TASK OBJECTIVE:
Recast the data between the lines holding "Return the mask of every instance of the leafy" and "Outlines of the leafy", inclusive, as a Markdown table with the columns Row and Line, numbering each row and leaving out blank lines.

RECORDS SHOWN:
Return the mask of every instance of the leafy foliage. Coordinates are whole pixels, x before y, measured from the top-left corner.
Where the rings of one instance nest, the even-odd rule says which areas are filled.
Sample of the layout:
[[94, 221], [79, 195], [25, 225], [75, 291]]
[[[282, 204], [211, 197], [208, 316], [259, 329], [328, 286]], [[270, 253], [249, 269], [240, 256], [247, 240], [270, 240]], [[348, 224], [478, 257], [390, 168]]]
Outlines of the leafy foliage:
* * *
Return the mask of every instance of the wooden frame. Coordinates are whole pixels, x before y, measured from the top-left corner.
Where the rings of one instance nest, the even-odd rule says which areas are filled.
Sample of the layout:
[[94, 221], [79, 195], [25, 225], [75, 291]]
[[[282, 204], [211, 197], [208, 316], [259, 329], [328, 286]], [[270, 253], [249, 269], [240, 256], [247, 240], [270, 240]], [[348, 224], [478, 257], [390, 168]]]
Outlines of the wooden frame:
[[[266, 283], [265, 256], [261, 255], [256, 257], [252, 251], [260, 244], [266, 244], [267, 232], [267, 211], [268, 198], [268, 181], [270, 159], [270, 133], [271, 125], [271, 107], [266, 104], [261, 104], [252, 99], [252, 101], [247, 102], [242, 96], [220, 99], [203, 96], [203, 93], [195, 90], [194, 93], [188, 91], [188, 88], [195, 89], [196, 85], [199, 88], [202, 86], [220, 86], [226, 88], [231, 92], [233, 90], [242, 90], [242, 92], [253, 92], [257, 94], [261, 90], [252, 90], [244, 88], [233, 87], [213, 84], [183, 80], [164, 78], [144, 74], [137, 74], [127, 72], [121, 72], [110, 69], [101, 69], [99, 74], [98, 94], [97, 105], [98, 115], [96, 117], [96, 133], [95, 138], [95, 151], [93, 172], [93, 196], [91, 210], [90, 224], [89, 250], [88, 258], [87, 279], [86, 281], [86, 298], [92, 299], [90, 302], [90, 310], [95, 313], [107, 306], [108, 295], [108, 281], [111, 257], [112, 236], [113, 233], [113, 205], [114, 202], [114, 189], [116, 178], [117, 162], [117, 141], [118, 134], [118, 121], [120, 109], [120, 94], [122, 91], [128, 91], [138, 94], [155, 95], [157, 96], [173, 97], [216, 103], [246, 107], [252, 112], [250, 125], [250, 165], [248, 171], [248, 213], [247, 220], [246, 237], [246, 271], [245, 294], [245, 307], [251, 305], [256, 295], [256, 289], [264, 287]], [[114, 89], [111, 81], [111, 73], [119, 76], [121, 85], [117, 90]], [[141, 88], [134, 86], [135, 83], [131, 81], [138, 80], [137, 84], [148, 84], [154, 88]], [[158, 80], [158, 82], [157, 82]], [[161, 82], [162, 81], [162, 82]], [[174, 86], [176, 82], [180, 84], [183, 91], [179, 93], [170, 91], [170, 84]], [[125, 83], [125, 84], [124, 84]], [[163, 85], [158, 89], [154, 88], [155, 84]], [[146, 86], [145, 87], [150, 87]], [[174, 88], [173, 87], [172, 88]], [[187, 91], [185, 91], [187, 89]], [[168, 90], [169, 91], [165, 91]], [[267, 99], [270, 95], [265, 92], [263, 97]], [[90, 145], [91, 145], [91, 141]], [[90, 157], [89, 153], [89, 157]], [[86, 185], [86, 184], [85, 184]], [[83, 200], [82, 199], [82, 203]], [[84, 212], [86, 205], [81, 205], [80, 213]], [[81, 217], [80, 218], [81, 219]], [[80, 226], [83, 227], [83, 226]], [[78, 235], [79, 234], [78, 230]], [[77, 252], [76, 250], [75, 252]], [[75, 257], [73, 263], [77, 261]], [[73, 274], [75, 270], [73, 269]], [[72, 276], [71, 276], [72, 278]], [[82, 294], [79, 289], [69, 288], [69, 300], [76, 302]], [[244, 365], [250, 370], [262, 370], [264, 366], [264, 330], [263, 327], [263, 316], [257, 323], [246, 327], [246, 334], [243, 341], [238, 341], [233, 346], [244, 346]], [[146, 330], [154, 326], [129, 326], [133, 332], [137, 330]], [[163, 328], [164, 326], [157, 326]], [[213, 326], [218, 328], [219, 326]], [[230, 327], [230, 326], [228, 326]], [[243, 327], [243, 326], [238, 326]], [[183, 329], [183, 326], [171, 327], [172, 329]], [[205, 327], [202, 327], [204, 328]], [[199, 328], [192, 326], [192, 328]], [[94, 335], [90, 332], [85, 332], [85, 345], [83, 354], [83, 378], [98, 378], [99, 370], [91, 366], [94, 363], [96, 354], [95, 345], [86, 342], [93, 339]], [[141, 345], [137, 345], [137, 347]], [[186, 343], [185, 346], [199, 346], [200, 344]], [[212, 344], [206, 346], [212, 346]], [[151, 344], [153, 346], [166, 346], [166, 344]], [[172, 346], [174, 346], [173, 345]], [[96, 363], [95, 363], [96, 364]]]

ANSWER IN FULL:
| Row | Line |
|---|---|
| 1 | Return the mask of every instance of the leafy foliage. Coordinates are whole pixels, x before y, measured from the top-left corner. |
| 2 | Where the rings of one instance nest, the even-odd rule says which areas are filled. |
| 3 | Sample of the layout: |
| 4 | [[94, 221], [79, 195], [25, 225], [75, 291]] |
| 5 | [[[282, 204], [211, 197], [208, 316], [259, 329], [328, 286]], [[270, 253], [249, 269], [240, 256], [247, 240], [270, 240]], [[348, 224], [478, 257], [390, 168]]] |
| 6 | Outlines of the leafy foliage: |